### Exercise directions:
Rewrite the listing below, replacing "boulder" with "stone" and leaving everything else unchanged.

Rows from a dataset
+ + +
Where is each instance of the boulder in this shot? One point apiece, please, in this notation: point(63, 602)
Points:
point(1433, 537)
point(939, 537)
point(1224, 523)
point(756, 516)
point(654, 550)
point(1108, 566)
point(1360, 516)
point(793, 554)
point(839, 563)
+ + +
### Exercise answer:
Where is each instance of the stone in this shot? One point apiece, please, in this notation: point(63, 602)
Points:
point(1433, 537)
point(939, 537)
point(1224, 523)
point(756, 516)
point(654, 550)
point(1108, 566)
point(1360, 516)
point(793, 554)
point(839, 563)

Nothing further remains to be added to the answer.